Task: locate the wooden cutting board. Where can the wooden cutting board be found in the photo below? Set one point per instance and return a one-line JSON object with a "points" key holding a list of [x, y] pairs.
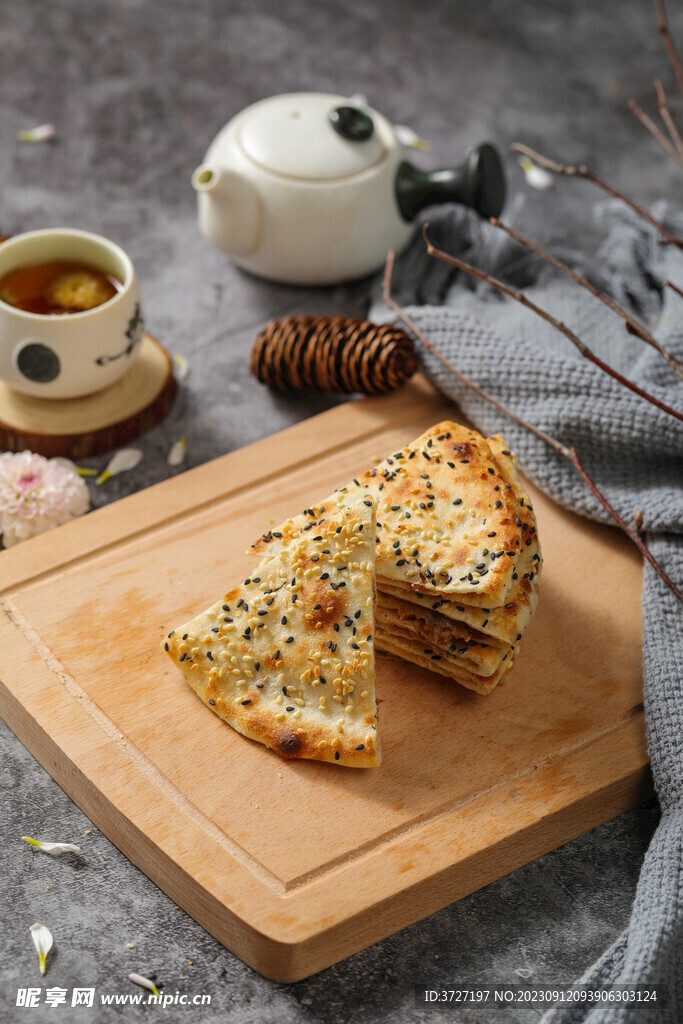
{"points": [[294, 865]]}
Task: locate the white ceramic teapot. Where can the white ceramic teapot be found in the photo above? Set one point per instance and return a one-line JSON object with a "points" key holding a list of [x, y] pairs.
{"points": [[312, 188]]}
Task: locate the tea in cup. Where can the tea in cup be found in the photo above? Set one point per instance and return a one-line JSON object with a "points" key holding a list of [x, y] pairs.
{"points": [[71, 315]]}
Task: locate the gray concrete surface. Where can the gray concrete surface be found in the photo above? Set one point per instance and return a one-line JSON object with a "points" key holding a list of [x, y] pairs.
{"points": [[136, 90]]}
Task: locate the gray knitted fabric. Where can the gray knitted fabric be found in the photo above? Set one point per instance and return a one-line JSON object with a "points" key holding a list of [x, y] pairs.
{"points": [[632, 450]]}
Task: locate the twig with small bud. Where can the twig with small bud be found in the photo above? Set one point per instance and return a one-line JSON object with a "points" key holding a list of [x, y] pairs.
{"points": [[663, 29], [582, 171], [568, 453], [649, 125], [553, 321], [633, 326]]}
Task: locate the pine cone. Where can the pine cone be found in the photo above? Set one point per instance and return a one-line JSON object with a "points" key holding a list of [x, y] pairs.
{"points": [[332, 353]]}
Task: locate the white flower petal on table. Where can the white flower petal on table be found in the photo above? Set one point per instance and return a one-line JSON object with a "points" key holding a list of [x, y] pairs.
{"points": [[144, 982], [182, 366], [54, 849], [42, 940], [40, 133], [177, 453], [537, 177], [124, 460]]}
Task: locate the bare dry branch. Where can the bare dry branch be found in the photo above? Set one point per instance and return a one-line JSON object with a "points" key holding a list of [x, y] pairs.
{"points": [[674, 288], [647, 123], [665, 114], [633, 326], [582, 171], [630, 531], [544, 314], [570, 454], [663, 29], [412, 326]]}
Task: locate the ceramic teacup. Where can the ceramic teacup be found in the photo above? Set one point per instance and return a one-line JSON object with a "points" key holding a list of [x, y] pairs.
{"points": [[74, 354]]}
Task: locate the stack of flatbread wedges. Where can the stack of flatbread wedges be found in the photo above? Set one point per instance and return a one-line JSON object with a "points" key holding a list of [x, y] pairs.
{"points": [[432, 556], [288, 657], [458, 557]]}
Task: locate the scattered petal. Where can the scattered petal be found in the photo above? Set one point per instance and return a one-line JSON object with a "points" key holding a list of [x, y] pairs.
{"points": [[144, 982], [54, 849], [42, 940], [124, 460], [37, 494], [537, 177], [182, 365], [177, 453], [407, 136], [39, 134]]}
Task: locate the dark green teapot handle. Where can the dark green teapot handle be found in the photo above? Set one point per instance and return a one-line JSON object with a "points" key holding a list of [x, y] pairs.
{"points": [[477, 182]]}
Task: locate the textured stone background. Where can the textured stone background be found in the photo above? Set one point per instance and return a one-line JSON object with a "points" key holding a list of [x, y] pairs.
{"points": [[137, 89]]}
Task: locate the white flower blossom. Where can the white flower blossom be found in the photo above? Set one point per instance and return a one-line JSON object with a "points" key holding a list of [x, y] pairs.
{"points": [[37, 494], [42, 940]]}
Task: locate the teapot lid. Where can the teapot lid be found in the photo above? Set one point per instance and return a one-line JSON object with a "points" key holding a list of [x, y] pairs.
{"points": [[312, 135]]}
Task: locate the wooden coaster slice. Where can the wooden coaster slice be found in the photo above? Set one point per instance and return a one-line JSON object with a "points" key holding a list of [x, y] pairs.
{"points": [[96, 423]]}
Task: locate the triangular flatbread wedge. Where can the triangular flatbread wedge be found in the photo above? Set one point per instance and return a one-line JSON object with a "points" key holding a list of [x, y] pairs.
{"points": [[447, 518], [287, 657]]}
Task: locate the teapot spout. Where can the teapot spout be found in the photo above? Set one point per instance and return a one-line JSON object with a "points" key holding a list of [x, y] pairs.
{"points": [[229, 209], [205, 178]]}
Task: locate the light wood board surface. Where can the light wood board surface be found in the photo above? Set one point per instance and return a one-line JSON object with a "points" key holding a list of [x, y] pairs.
{"points": [[295, 864]]}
_____
*Problem*.
Go through the listing above and write it all out exactly, leaving out any picture.

*Solution to this task*.
Task: locate the wooden cutting board. Where can the wooden cutting board be found in the photo below? Set one point per instance and return a one-line JSON object with a "points" key holding a list of [x, y] pairs.
{"points": [[294, 865]]}
Task: locate the white ceramic teapot. Where can the white ceramic teapot be found in the photo above? Set one point per instance and return a one-line JSON object with a "points" key holding a list of [x, y] pairs.
{"points": [[312, 188]]}
Task: locate the tea in cup. Where can the tea in cup be found in the photo above? Set one point per instance and return a one-line JSON object with a "points" key holding a list of [x, y] pairs.
{"points": [[71, 315]]}
Task: locate the gray concrete surface. Where can the gray concrete surface be found in the photo above? Set one point per instance and return a one-line JSON object with a "points" key holding a list of [x, y] pairs.
{"points": [[136, 90]]}
Task: locate the gray knitted fabric. Where can the gray knitted fabric be found in the photo above? Set one point per instance and return a one-line JSON object with a "points" key holding a list of [x, y] pairs.
{"points": [[632, 450]]}
Task: locate the twig with small bud. Where can the twig with small bud be found in the photo above? Set one point per instance and return a one-line JSON object with a "points" key holding a list of [x, y] pairs.
{"points": [[663, 29], [582, 171], [568, 453], [649, 125], [553, 321], [633, 326]]}
Task: locate the pine cone. Where can the pine cone be found in the photo above? Set one point per instance and return a one-line JSON object with a "points" key holding a list of [x, y] pairs.
{"points": [[332, 353]]}
Task: locate the white flower petal on table. Where can the white flower petal on table be found in the photo above? Set one point per instance and return a one-line JSON object with a "points" key holding a list of [x, y] pairs.
{"points": [[144, 982], [182, 366], [54, 849], [42, 940], [40, 133], [177, 453], [537, 177], [124, 460]]}
Task: locate the bare dry branch. Where can the bare dry branch be found in the photo above? Set one point per instance and return a one-line JSON object with a "points" key holding a list of [x, y] pairs.
{"points": [[674, 288], [647, 123], [665, 114], [633, 326], [582, 171], [630, 531], [544, 314], [570, 454], [663, 29], [412, 326]]}
Task: locate the ceramic teacup. Where can the ceramic teacup be found in the photo above? Set one point per instance and return a one-line JSON object with a "points" key holding a list of [x, y] pairs.
{"points": [[74, 354]]}
Task: locate the stack of flatbread wedges. Where can the stack of flatbread wedges be found in the photo above? Set one point per instance and return a one-line JSON object with a "points" key holding a list of [x, y] pairs.
{"points": [[432, 556], [288, 657], [458, 557]]}
Task: locate the scattered petal. Where can the scattered petal be found in the photo above? Set one point per instance and return a one-line JSON object with a "points" key holding a list of [x, y] pairs.
{"points": [[144, 982], [54, 849], [42, 940], [124, 460], [37, 494], [537, 177], [182, 365], [177, 453], [407, 136], [39, 134]]}
Task: locate the dark green teapot handle. Where can the dark green teapot handle be found in the photo above? Set one point per instance and return a one-line JSON object with a "points" key holding a list of [x, y] pairs.
{"points": [[477, 182]]}
Task: locate the textured stone background. Where can the textured stone background be found in the photo above? Set one point per instance and return a one-line JSON object with a "points" key holding a list of [x, y] pairs.
{"points": [[137, 89]]}
Task: locate the white flower blossom. Where can the white flower blossom be found in the photo above? Set one point per instance and return a one-line JSON object with a "points" key holding a list of [x, y] pairs.
{"points": [[37, 494], [42, 940]]}
Task: locate the teapot lid. Where can the teapot lid be found in the photo above? Set one point per instance and return a one-line JSON object with a "points" key holding a list of [x, y] pairs.
{"points": [[312, 135]]}
Task: locate the wooden coaster slice. Where can the wooden coaster slice be found in the photo above? Set one point per instance and return a one-line JSON object with a "points" key holding a list of [x, y] pairs.
{"points": [[96, 423]]}
Task: locate the triangular flatbread wedge. Where can the triangular flatbread wedge be found in the photo above? Set one point per instance and return a one-line JSON object with a "points" key holding a list of [x, y] pairs.
{"points": [[447, 518], [287, 657]]}
Task: locate the teapot spout. Where can the teapot spout be found in the photo above? Set one point per instance and return a one-line JSON object with a "points" key holding a list of [x, y] pairs.
{"points": [[229, 209], [205, 178]]}
Task: locate the light wood board surface. Where can the light wood board surface be found in the photo above? Set one point per instance and return a one-line JSON object with a "points" key holding a list of [x, y] pairs.
{"points": [[295, 864]]}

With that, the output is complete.